The legal basis of legitimate interest: focus sheet on the measures to implement in the case of data collection by web scraping

05 January 2026

The collection of data accessible online via web scraping must be accompanied by measures aimed at safeguarding the rights of the data subjects.

This content is a courtesy translation of the original publication in French. In the event of any inconsistencies between the French version and this English translation, please note that the French version shall prevail.

The collection of personal data available online through web scraping is generally based on legitimate interest. The controller must implement additional measures to mitigate the impact this may have on individuals’ interests, rights, and freedoms.

Reminder on the doctrine of the CNIL

The scraping of publicly accessible online data has significantly expanded, particularly with the rapid and widespread growth of generative AI systems, which rely on vast amounts of freely accessible online data. However, there are inherent risks associated with the use of such techniques for data subjects’ rights and freedoms, as individuals have little control over how their publicly available data is reused.

**Information shown**

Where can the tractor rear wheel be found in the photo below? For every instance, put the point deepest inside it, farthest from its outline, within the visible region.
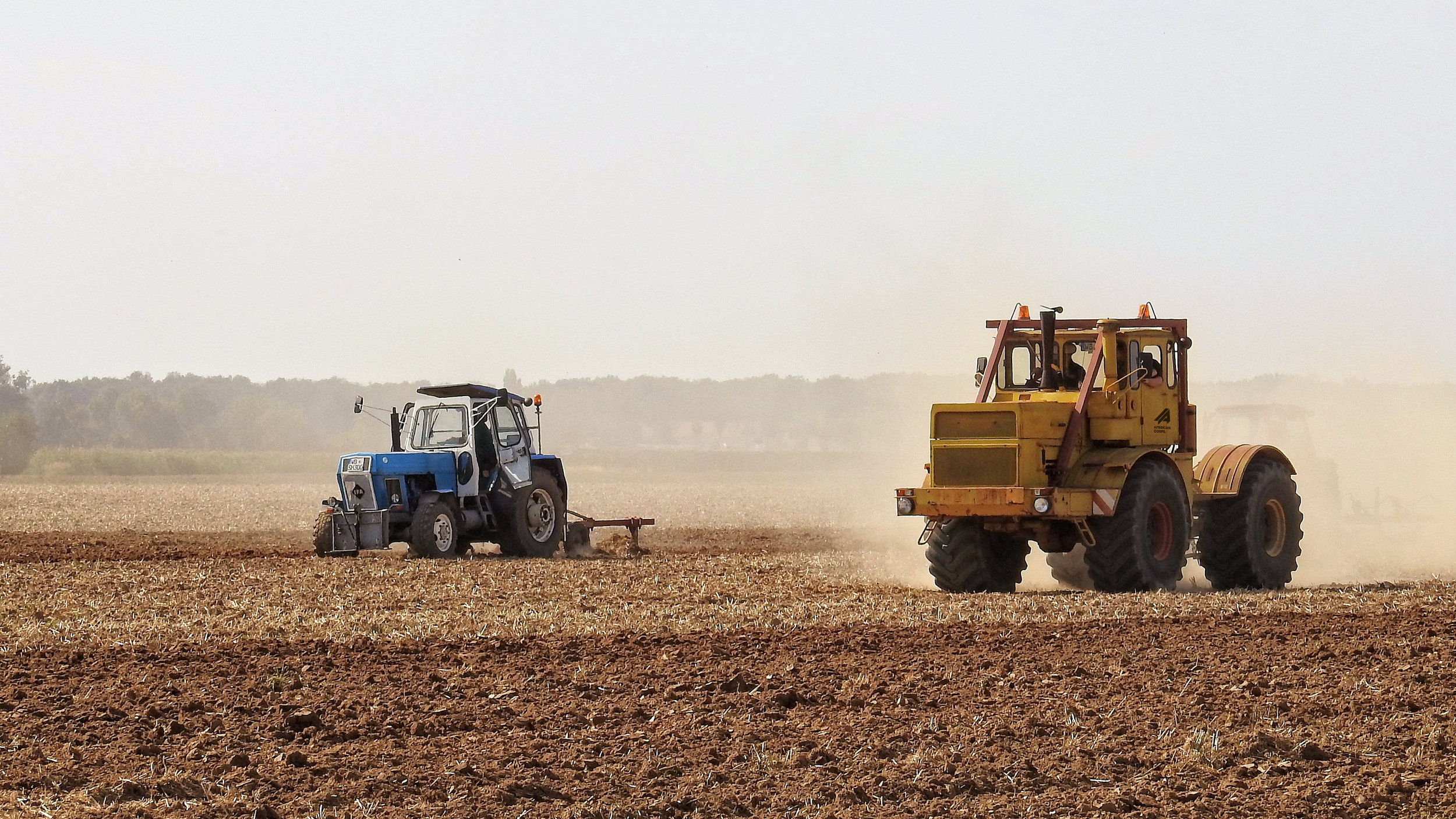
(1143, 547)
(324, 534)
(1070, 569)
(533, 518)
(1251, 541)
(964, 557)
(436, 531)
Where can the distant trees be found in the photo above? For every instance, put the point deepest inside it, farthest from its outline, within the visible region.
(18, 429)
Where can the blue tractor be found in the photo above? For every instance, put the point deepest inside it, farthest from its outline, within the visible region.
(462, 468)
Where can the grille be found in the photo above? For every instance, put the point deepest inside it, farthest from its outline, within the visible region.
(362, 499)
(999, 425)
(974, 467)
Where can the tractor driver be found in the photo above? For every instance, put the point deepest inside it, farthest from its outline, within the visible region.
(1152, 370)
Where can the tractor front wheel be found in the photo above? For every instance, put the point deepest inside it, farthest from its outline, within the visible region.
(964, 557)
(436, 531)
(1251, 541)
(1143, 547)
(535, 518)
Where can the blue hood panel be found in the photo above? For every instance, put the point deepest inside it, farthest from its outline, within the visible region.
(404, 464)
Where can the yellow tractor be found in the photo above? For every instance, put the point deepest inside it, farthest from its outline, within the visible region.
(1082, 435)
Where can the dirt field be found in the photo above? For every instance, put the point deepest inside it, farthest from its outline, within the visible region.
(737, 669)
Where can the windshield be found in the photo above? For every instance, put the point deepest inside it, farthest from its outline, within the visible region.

**The tasks**
A) In the web scraping focus sheet, write out the part that starts with the words containing "The collection of personal" and ends with "rights, and freedoms.", swapping "controller" for "organization".
B) Answer these about the web scraping focus sheet, one answer per line:
(i) On what date was it published?
(ii) If the French version and the English translation don't match, which one wins?
(iii) What legal basis is collecting personal data by web scraping usually based on?
C) Continue the web scraping focus sheet from the point where it stops.

**Answers to the exercises**
A)
The collection of personal data available online through web scraping is generally based on legitimate interest. The organization must implement additional measures to mitigate the impact this may have on individuals’ interests, rights, and freedoms.

B)
(i) 05 January 2026
(ii) The French version
(iii) Legitimate interest

C)
The widespread use of web scraping has fundamentally changed the nature of internet use, in that all data published online by an individual can now potentially be read, collected, and reused by third parties. This can pose significant risks for individuals, including the following:

Risks to privacy and rights guaranteed by the GDPR: the use of such tools can have major impacts on data subjects, due to the large volume of data collected, the high number of individuals concerned, the challenges of exercising the right to erasure, and the risk of collecting data relating to data subjects’ private lives (e.g., through the use of social networks), or even sensitive or highly personal data, without sufficient safeguards. These risks are even more serious when they involve data concerning vulnerable individuals, such as minors, who require special attention and appropriately tailored information.
Risks of carrying out unlawful data collection: certain data may be protected by specific rights, such as intellectual property rights, or their reuse may be subject to the consent of the data subjects.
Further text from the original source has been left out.